# [Objective]
Copy these lines word for word, beginning at the line containing "Q: In the image above, where is the light" and ending at the line containing "368;176;404;189", with both of those lines included.

# [Records provided]
-----

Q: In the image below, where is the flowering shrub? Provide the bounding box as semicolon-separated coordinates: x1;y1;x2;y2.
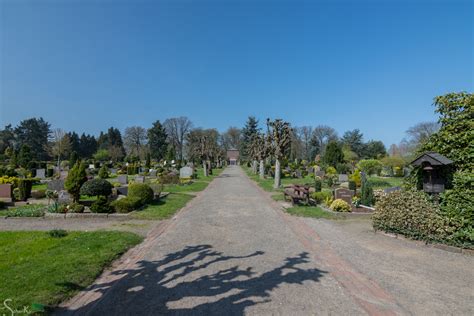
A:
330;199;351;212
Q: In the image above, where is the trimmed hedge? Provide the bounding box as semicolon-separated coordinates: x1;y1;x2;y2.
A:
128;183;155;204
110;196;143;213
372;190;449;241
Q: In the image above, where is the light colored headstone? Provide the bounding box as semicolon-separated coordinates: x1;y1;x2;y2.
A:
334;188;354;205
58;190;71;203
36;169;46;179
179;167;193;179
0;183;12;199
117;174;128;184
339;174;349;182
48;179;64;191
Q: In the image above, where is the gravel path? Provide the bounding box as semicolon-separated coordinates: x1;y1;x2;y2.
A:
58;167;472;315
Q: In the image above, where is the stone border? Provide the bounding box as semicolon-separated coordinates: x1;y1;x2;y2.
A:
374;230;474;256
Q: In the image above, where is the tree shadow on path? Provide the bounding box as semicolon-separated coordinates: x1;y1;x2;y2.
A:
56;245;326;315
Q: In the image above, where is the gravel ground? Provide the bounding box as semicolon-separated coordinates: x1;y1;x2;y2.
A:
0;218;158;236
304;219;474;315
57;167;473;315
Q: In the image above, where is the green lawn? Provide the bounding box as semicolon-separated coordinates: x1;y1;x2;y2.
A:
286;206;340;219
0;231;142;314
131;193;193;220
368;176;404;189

-----

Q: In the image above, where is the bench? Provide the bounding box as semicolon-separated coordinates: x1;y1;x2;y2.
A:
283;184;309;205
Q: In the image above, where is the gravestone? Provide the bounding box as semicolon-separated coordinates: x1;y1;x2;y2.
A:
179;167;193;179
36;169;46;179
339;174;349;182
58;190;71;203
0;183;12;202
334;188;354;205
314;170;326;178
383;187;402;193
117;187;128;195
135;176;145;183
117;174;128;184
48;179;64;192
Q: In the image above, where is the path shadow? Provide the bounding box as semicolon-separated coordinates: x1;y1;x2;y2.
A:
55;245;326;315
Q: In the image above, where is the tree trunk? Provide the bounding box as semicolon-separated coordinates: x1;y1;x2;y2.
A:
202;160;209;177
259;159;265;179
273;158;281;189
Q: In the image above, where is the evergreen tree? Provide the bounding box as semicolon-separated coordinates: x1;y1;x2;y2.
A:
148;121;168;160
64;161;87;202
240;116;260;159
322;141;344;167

-----

# [Solution to this task]
Q: In the image above, where is the light colored headstone? Provide the bounding box as semicolon-separated coordinates: x1;y1;x2;y2.
A:
334;188;354;205
58;190;71;203
36;169;46;179
179;167;193;179
0;183;12;199
117;174;128;184
339;174;349;182
48;179;64;191
Q: In the image above, where is the gravel path? Provide the bounding box as semicolon-separated coordinates: x1;y1;x2;y2.
A:
58;167;472;315
Q: In the image above, where is the stone border? Provide the bounding box as semicolon-separated coordinates: x1;y1;x2;y2.
A:
374;230;474;256
Q: In the image above, where is the tree shadow on path? Provide the bounding box as semicolon-separated coordinates: x1;y1;x2;y2.
A:
56;245;326;315
Q: In the image above, where is the gravel ground? Provide the bounding box as semicolon-separated coordinates: x1;y1;x2;y2.
A:
0;218;158;236
304;219;474;315
57;167;473;315
Q: In the image above, where is the green lawn? Provide the bounding box as semicolon-separated coordinates: x1;y1;x2;y2.
A:
286;206;340;219
0;231;142;314
131;193;193;220
368;176;404;189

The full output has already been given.